[[ Supplied records open ]]

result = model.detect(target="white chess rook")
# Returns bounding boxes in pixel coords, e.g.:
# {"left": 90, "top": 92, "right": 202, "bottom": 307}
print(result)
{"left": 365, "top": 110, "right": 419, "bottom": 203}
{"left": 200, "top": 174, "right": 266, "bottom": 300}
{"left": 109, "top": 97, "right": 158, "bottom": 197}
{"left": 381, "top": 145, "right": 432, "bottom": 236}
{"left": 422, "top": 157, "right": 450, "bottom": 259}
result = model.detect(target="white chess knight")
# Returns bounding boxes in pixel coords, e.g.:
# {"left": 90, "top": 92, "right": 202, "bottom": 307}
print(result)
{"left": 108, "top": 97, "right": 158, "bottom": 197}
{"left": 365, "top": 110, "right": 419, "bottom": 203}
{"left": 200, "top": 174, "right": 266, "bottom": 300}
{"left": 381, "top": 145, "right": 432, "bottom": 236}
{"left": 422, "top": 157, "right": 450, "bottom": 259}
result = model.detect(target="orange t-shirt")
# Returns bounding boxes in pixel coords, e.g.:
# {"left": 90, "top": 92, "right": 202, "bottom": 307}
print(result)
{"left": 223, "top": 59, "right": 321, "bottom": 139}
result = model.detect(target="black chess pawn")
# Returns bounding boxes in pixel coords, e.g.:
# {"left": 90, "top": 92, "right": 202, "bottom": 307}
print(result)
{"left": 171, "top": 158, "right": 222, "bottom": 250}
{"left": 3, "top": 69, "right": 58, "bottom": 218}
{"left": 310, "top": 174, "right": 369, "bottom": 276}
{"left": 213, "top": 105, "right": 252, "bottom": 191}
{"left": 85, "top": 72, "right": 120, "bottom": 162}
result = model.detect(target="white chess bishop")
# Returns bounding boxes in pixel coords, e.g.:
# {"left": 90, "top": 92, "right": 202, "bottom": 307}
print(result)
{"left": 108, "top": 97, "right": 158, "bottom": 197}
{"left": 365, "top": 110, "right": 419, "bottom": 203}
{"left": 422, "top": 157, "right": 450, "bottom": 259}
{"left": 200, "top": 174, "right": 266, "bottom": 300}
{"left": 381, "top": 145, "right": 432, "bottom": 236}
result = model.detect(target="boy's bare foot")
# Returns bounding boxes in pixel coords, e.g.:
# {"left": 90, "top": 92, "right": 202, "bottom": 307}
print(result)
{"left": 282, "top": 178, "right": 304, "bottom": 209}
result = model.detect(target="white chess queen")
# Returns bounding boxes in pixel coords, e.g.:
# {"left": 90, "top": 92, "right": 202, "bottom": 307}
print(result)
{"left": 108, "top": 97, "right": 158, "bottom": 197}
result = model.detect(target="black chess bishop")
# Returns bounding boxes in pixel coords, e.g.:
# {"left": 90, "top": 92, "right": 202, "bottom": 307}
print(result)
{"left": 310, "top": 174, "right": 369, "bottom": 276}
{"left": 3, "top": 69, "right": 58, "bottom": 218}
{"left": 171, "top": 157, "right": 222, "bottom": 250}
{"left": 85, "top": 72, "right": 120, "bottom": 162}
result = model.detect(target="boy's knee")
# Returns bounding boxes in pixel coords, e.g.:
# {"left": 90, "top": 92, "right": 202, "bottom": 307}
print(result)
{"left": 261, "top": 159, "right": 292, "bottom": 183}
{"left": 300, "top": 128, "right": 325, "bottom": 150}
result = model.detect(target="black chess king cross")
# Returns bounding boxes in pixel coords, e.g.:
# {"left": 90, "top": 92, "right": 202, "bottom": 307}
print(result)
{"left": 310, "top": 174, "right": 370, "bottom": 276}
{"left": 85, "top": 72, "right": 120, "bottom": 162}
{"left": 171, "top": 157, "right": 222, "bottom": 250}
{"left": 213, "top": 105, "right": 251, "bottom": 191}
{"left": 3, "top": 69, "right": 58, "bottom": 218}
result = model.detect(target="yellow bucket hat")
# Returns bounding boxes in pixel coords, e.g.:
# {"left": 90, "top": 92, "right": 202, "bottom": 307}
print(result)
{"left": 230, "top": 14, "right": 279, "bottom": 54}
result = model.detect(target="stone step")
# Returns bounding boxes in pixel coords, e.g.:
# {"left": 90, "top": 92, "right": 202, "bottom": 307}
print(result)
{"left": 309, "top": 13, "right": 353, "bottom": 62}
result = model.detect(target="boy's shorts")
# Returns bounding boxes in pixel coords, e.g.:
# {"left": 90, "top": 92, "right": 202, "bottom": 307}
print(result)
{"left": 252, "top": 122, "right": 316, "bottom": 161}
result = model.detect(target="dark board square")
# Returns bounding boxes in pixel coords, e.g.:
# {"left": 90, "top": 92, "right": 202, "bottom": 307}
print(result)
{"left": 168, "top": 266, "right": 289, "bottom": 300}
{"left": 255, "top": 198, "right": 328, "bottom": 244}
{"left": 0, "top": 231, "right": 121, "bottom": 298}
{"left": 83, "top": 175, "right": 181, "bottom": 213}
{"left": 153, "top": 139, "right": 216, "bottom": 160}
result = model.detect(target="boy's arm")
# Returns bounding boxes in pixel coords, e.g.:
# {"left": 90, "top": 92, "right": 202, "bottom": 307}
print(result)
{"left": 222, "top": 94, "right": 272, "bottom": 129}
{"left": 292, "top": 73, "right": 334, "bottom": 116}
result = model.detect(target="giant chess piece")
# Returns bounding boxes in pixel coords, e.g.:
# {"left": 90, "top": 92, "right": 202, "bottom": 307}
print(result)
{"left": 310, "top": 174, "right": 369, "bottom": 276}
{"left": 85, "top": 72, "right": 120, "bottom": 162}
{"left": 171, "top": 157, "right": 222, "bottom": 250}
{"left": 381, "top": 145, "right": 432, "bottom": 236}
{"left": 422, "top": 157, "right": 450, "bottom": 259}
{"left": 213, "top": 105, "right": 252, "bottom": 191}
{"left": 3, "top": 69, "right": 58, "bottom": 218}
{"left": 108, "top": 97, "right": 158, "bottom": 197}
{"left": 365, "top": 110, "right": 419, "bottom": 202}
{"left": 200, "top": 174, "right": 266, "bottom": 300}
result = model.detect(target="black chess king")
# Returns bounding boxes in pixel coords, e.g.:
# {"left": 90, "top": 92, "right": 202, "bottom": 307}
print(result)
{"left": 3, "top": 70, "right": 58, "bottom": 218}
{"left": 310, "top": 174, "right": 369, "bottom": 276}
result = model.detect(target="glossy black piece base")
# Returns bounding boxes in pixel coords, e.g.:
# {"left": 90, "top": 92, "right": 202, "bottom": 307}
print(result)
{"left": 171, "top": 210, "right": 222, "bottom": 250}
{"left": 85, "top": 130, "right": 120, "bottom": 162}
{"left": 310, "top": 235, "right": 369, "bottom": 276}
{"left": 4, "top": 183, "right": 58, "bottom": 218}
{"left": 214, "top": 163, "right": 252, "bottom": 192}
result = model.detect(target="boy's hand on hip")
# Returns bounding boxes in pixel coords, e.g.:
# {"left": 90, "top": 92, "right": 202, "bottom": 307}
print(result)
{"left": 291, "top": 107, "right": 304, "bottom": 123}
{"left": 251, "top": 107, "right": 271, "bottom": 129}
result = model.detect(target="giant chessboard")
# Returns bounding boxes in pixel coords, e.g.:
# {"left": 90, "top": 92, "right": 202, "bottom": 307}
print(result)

[[ Supplied records closed ]]

Go through the listing above and list every line that has the word "giant".

result = model.detect(target="giant chess piece")
result = model.detect(target="giant chessboard")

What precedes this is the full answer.